## 表示本文
··········

元スレ提督「もう一杯、もらえるかな」鳳翔「……はい」
SS+覧 / PC版 /みんなの評価 : ☆
201 = 1 :
鳳翔「……」
提督「鳳翔くん……君は」
鳳翔「いいんです」
提督「なに?」
鳳翔「いいんです」
提督「なにを……」
鳳翔「なにも仰らないでください」
提督「……」
鳳翔「ただ、もしも。こんな私を、まだお側に置いてくださるのなら」
提督「……」
鳳翔「それこそが私にとっての――最上の幸福です」
202 = 1 :
提督「……」
鳳翔「……」
シーン
提督「困ったな」
鳳翔「……ぁ」
提督「その程度のことを『最上の幸福』などと定義されては、いかにも私が器の小さい男ではないか」
鳳翔「……え?」
提督「いや、元より大した器でもないのだろうが。ははは」
203 = 1 :
鳳翔「提、督」
提督「質すべきことは山ほどあると思う。主に、私のようなおじさんでいいのか……などね」
提督「ただ鳳翔くん、君ほど思慮深い女性に対してこれらの問いは、愚問を通り越して侮辱になるかもしれない」
提督「だから君の流儀に則って、多くは語らずにおこう。一言だけだ」

··········

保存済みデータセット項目

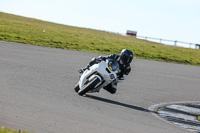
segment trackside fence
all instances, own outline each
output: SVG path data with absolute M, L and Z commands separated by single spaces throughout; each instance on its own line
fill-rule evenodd
M 159 39 L 159 38 L 146 37 L 146 36 L 136 36 L 136 38 L 144 39 L 144 40 L 148 40 L 148 41 L 153 41 L 153 42 L 161 43 L 161 44 L 164 44 L 164 45 L 175 46 L 175 47 L 200 49 L 200 44 L 195 44 L 195 43 L 188 43 L 188 42 L 167 40 L 167 39 Z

··········

## 課題の目的
本文について、次の問いに答えよ。
(a) 鳳翔が「最上の幸福」と述べているのは、提督が何をしてくれることか。
(b) 提督が「質すべきこと」の中で主なものとして挙げている問いは何か。
(c) 提督は鳳翔の流儀に則り、どれだけ語ると述べているか。

## 本問の解答
(a) こんな自分を、まだ側に置いてくれること。
(b) 私のようなおじさんでいいのか、という問い。
(c) 一言だけ。